» Goal: Please copy out every line of the data below that contains the word "distant", treating uppercase and lowercase letters as different.

» Records shown:
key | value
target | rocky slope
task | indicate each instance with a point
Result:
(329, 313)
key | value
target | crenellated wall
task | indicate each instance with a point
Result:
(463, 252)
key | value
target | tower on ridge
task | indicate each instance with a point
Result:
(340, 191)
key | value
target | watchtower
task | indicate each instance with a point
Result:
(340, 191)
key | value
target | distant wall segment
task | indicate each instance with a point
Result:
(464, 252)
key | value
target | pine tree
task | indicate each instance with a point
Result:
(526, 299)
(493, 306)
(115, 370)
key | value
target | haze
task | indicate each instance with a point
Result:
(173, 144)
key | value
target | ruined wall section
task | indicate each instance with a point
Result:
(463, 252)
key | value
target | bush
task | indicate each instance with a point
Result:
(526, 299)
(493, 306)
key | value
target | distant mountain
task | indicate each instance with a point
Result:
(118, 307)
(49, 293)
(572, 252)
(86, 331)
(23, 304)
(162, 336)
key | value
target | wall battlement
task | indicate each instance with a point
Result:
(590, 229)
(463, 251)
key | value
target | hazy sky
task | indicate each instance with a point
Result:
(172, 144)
--
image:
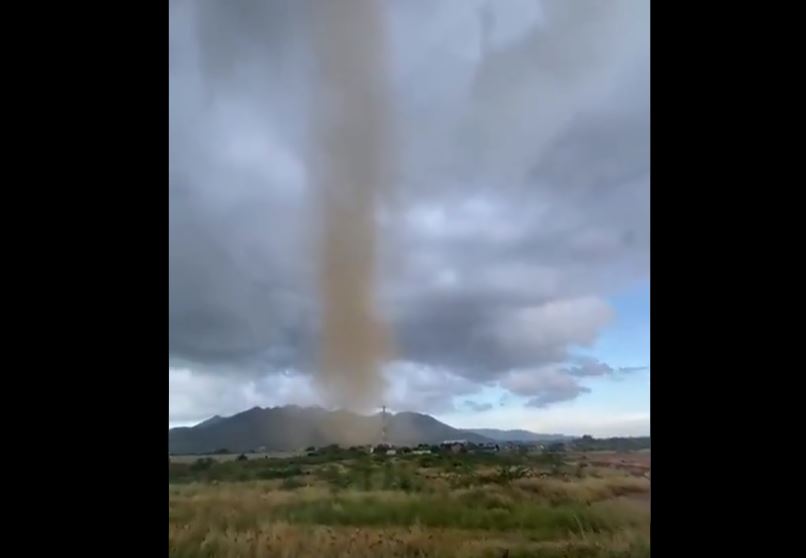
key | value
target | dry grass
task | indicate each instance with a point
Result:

» Response:
target | distant wall segment
target | distant mountain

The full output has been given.